■ Problem details:
Write the data out again exactly, with no pictures.

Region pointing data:

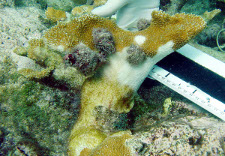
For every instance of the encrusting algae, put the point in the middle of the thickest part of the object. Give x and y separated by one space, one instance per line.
123 59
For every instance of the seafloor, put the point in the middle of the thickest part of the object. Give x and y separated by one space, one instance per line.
36 116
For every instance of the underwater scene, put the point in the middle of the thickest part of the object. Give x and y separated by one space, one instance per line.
112 77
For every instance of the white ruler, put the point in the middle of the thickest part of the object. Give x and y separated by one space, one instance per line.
191 92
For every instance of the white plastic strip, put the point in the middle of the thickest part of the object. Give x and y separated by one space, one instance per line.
203 59
189 91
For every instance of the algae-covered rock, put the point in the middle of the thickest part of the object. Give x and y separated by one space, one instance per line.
33 116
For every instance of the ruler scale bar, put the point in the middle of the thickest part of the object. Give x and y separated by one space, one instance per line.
189 91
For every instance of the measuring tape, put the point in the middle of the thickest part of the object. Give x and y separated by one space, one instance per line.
189 91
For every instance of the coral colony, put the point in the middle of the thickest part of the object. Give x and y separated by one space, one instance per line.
109 64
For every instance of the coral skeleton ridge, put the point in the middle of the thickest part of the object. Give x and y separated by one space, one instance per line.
118 61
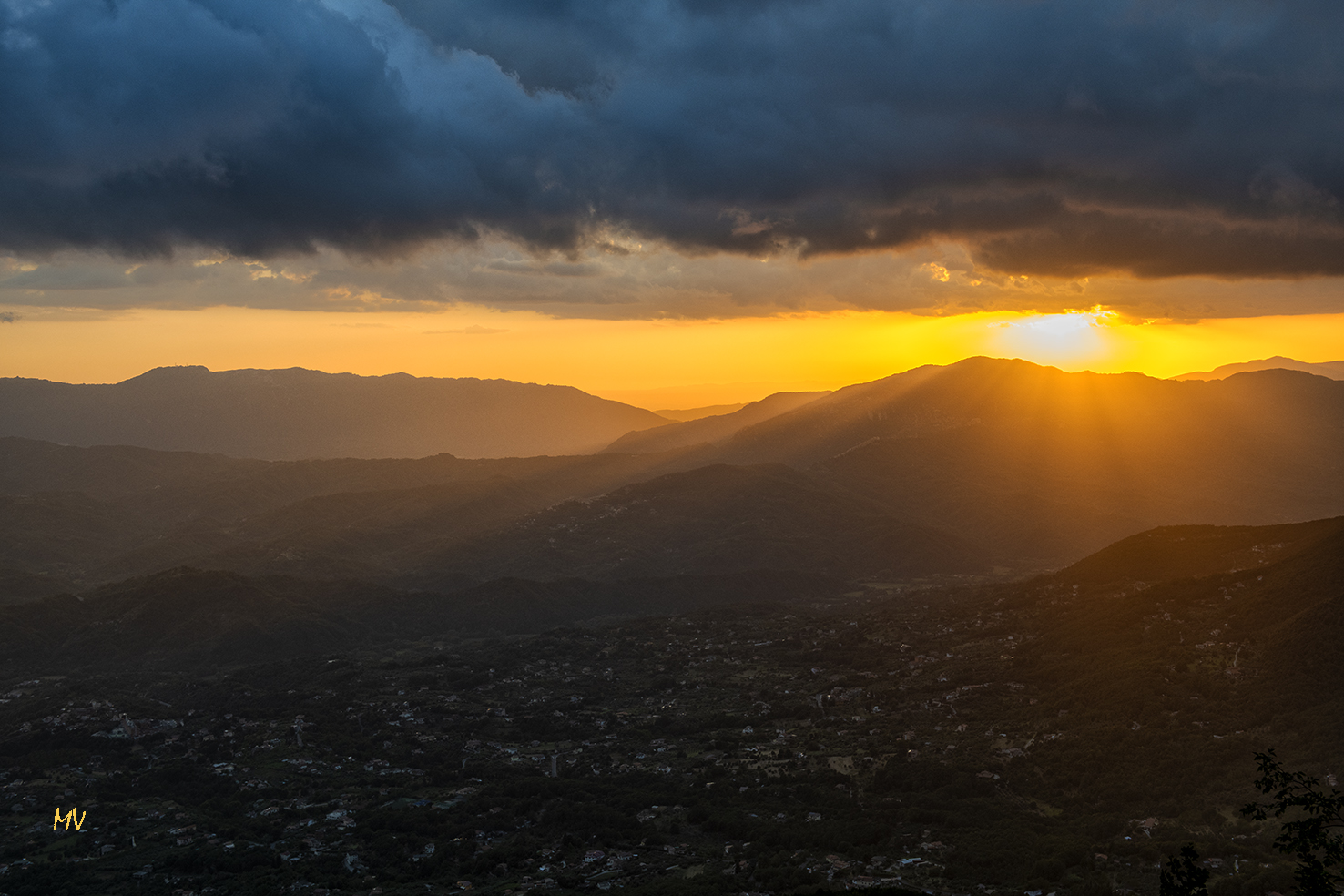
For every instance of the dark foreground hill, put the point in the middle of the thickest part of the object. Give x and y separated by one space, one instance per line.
1059 735
951 469
192 618
297 414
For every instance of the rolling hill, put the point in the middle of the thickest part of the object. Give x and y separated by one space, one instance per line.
296 414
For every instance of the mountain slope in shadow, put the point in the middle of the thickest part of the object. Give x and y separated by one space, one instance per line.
711 429
297 414
713 520
1038 463
197 618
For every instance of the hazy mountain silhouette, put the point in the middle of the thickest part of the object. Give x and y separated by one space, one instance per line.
711 429
941 469
713 520
1035 463
296 414
1333 370
76 517
697 412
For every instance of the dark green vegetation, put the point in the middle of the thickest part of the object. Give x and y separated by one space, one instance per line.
1061 734
1312 824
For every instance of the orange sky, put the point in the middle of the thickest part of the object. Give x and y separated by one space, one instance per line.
679 363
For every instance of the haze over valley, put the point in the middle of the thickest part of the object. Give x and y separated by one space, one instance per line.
664 448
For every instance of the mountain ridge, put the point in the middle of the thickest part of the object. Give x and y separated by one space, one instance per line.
297 414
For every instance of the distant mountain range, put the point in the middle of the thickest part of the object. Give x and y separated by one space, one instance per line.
980 468
1333 370
294 414
710 429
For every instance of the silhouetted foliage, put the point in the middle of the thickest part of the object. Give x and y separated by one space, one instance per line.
1313 833
1182 875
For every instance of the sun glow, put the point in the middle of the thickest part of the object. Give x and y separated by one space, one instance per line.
674 363
1069 338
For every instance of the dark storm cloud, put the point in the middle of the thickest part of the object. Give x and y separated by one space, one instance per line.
1055 136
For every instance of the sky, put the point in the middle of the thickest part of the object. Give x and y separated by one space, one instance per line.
668 202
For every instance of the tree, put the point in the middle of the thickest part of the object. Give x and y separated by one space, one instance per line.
1182 876
1315 831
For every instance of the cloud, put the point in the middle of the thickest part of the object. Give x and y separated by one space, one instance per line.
1055 137
474 330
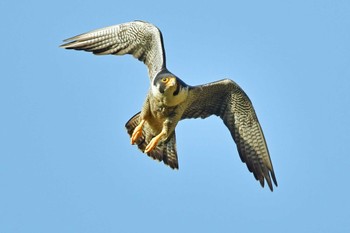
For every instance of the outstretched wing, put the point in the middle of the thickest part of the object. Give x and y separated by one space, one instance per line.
141 39
227 100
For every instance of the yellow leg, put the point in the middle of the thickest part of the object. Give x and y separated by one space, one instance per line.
137 132
154 142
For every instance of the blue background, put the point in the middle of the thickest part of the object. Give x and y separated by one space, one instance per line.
66 164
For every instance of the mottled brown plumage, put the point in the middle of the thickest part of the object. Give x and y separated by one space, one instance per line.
170 100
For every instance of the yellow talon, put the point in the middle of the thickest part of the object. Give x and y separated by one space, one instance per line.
154 142
137 132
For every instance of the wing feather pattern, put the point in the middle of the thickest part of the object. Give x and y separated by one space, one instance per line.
226 99
141 39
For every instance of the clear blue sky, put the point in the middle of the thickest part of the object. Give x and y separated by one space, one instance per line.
66 164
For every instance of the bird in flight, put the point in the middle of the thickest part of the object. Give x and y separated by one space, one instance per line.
170 99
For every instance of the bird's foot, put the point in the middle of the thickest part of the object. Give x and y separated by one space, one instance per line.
137 132
153 143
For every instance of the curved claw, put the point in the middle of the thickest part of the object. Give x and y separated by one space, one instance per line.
154 142
137 132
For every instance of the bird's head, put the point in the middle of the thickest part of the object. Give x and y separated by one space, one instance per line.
169 88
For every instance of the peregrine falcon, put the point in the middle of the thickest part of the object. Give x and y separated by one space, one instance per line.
170 99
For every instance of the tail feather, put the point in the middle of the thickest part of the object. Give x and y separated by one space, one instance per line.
165 151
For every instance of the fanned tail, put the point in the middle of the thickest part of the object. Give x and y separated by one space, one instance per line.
165 151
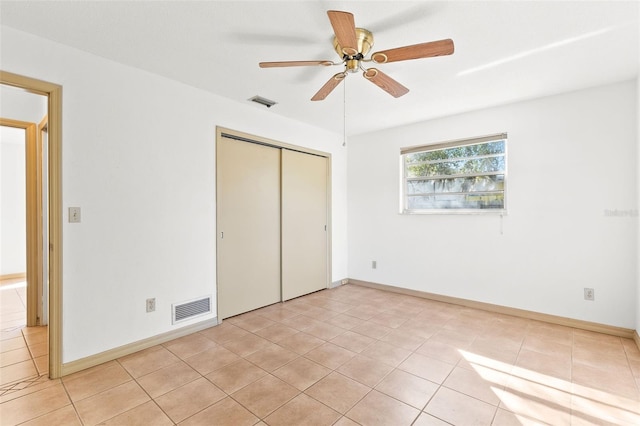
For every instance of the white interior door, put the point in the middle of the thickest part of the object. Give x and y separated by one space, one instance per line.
304 223
248 225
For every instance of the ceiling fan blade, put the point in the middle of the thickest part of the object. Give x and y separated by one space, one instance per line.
385 82
416 51
329 86
344 27
293 64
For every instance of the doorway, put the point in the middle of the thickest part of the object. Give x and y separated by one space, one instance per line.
48 134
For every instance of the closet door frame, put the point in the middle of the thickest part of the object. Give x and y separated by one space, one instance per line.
249 138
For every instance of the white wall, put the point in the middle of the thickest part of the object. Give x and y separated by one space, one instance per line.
13 219
571 158
637 263
139 159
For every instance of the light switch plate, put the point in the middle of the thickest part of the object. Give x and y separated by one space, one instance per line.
74 215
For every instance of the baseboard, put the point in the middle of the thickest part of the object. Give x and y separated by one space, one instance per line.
111 354
521 313
339 283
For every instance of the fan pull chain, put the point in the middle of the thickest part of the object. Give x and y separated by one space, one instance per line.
344 114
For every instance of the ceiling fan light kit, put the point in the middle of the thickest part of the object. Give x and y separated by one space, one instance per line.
353 44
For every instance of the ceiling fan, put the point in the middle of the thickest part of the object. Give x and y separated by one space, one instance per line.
353 44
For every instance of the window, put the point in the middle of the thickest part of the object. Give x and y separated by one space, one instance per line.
464 176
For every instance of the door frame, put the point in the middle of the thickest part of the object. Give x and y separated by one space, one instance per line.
33 180
249 138
53 92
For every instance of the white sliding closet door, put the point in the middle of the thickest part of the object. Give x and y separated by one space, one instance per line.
304 223
248 224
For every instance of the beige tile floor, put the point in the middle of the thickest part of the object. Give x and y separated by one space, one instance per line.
23 350
349 356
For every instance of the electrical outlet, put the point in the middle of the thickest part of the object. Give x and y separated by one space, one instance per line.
589 294
74 215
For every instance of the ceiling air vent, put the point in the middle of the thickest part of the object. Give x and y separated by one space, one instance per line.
191 309
263 101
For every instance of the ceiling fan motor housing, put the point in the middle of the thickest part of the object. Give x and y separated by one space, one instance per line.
352 59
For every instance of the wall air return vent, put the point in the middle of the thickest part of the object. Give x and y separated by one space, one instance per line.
187 310
263 101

■ Answer space:
For every instance of the encrusting algae, put the point in the middle of the thickest part of the object. Give x and y separated by one space, one instance per line.
123 59
For every instance of the seafloor, put the point in the middle of the thickest part of the object. Give x and y separated by one space, one instance per line.
36 116
For every instance of the underwater scene, put the point in the middle of the thickest part of the object. Give x and y separated by one space, one instance per line.
112 77
For every instance of the white ruler, put the point in the middle of the thickest part of the object. Give x and y separated by one space, one instance per line.
191 92
For every instance of the white plastic strip, put the point in the middle of the thickest part of the object. Give x and y separated by one space, one instance per line.
203 59
189 91
For every instance of the algae-covered rock, put the point in the middle of the thickest part of the object. Give x and y separated by one space, one instance per line.
33 116
For every instance of the ruler scale bar, put the point in the middle of the thickest part of the object. Give x and y separated by one space, one instance per line.
189 91
For every instance of the measuring tape, put the point in the middle of the thickest part of the object. Give x and y separated by one space, one instance per line.
189 91
For every instance of the coral colony, put the point in the middle of the thickest part of the object. Give x and y separated by one space, one instance per line.
109 64
For every instance of the coral skeleton ridge, put the point in the middle of the thickest part of the object. Give x and y separated by one space, one instance per line.
118 61
For every instance of the dark foreground hill, put the point in the middle of the thickest part of the object. Give x and y separated by one space, one instance per line.
1059 735
951 469
192 618
297 414
For every instance of the rolling hill, put the point in the middle of the thickest part of the object. Give x and y separated by one space, one instance per line.
296 414
For every instance of the mountain slope in shadow, put the point in the middle of the thickest part of the object. Give x and y separated by one space, one instance per line.
711 429
297 414
713 520
1038 463
197 618
For every instance of the hazy mountain silhouette, put the point in the middle of the thickest part of the object. Give x and y separated by one space, one instance per line.
711 429
941 469
713 520
1035 463
296 414
1333 370
76 517
697 412
For every instance of the dark green vegetation, put the point in the middle of the thickest part of the object. Give x and y separated by one space, one instance per line.
1061 734
1312 824
For every instance of the orange sky, put the point in the middle of the thickest part of the object. Give x and y separated by one space, one instance per line.
679 363
For every instance of the haze over valley, put the point in the middle of the thickest part of the object. Give x and y separated by one space, one instance per line.
664 448
For every instance of the mountain ridge, put the point in the middle of the thickest part of the object. Give x and y separated by one space, one instance per line.
297 414
For every instance of the distant mountain range, put the point in the middle of the thickest part of the object. Give x and y separated by one space, one instance per line.
980 468
1333 370
294 414
710 429
For every instance of the silhouetted foliage, put the point in the middle of the thickest part of the object. Give x and y separated by one space, one instance per line.
1313 833
1182 875
For every instance of the sun glow, put the point in the middle of the thickest part of the object. Give x and y separated by one space, one instance per line.
674 363
1069 338
For every instance of the dark storm cloud, put the point in the middle of the thickest part of the object. Give x and y separated by one space, one instance per line.
1055 136
For every instance of the sky, put the point in the middle of the thickest part of the object. Give x and y separated by one space, one instance per line.
668 202
For every instance of the tree, put the point in the middle of the thickest part of the object. Give x and y separated by one space, one instance per line.
1182 876
1315 831
For every instance of the cloud, put the point in the middle of the thickest part of the object. Give x and y separated by one space, one instance per line.
1055 137
474 330
For every instance of the outstretched wing, put the point in the middle of the thickest part of the object. Give x and y separated by one space, one instance per line.
141 39
227 100
For every instance of the yellow leg, put the point in the middle of the thickest part of the object. Give x and y separated by one space, one instance per line.
137 132
154 142
For every instance of the blue background, put the point in the middle of the thickest part of the object. Give x and y separated by one space, one instance per line.
66 164
For every instance of the mottled brown plumage, put the point in the middle of the thickest part of the object. Give x and y separated by one space, one instance per line.
170 100
For every instance of the yellow talon, put the point in the middle of the thickest part of the object. Give x and y separated by one space, one instance per line.
154 142
137 132
For every instance of the wing feather pattern, put the point in the middle of the thickest part of the object. Give x and y separated by one space, one instance per line.
226 99
141 39
For every instance of the clear blue sky, put the point in the middle of the thickest part of the object. Give x and y separated by one space, one instance per line.
66 164
For every instance of the bird in flight, put the point in the middle of the thickest part of the object. Give x and y separated by one space, one instance per line.
170 99
For every instance of the bird's foot, put the point in the middle of the thickest part of the object. Give x and y separated by one space, one instance per line.
137 132
153 143
For every instance of the curved claw, put the point in the middle of the thickest part of the object. Give x and y separated by one space, one instance per line.
154 142
137 132
For every instance of the bird's head, put the point in the middle of the thickest part of the object. Give x and y separated by one space, one instance per line.
169 88
For every instance of the peregrine falcon, put the point in the middle of the thickest part of the object. Give x and y separated by one space, one instance per line.
170 99
For every instance of the tail feather, put the point in the middle of the thickest part of the object. Give x and y separated by one space, one instance per line.
165 151
For every instance of the fanned tail, put the point in the middle of the thickest part of the object. Give x and y separated by one space, one instance per line.
165 151
For every instance of the white interior door, put the point in the middle of the thickest part of the object. Give x and y separated by one space, one instance per line.
304 223
248 225
For every instance of the ceiling fan blade, put the point in the middle of the thickest part of the object. Give x and y separated by one space, one instance per line.
385 82
416 51
329 86
344 27
293 64
For every instance of the doorway, put the point in the middle of the thickest part of the object. Give x and y separated by one space, one instance per line.
48 134
For every instance of the closet door frame, put the point in the middle of the thickest part of the object. Give x and y separated by one space, one instance per line.
249 138
For every instance of the white wall, put the point in the middle of the thickest part of the object. Give x and y separated by one space, one instance per line.
13 219
571 158
637 263
139 159
For every instance of the light switch plate, put the point in the middle of the thickest part of the object. Give x and y separated by one space, one instance per line.
74 215
For every instance of the baseboard, put the point in the middle of the thickest part of the object. Give x and y separated by one space, one instance per line.
111 354
521 313
339 283
For every instance of the fan pull chain, put the point in the middle of the thickest part of the object. Give x and y separated by one space, one instance per line.
344 114
For every instance of the ceiling fan light kit, put the point in the middle of the thickest part of the object. Give x and y separated by one space, one instance per line.
353 44
For every instance of the ceiling fan, put the point in the middle of the thickest part of the object. Give x and y separated by one space, one instance per line.
353 44
For every instance of the window, put the point in the middle of the thickest part of the object. Give x and y separated by one space, one instance per line.
464 176
For every instance of the door frame, put the point in the middle of the thickest part of the object. Give x and y separated by one space, one instance per line.
33 180
249 138
53 92
For every instance of the white sliding closet door, put the point in the middle of the thickest part of the object. Give x and y separated by one space, one instance per line.
304 223
248 224
For every instance of the beige tile floor, put the point in the middle of the thickest part of the object. Give x and y separated by one space, one instance per line.
23 350
349 356
For every instance of the electrical outlet, put the point in the middle of the thickest part of the object. Give x and y separated by one space, one instance per line.
589 294
74 215
For every instance of the ceiling air vent, put the point in the middle of the thickest part of the object. Give x and y separated by one space, one instance per line.
191 309
263 101
For every instance of the ceiling fan motor housing, put the point in the middle of the thickest part of the object. Give x and y separated by one space, one instance per line.
352 59
For every instance of the wall air return vent, put the point in the middle of the thickest part of the object. Give x and y separated by one space, one instance per line.
187 310
263 101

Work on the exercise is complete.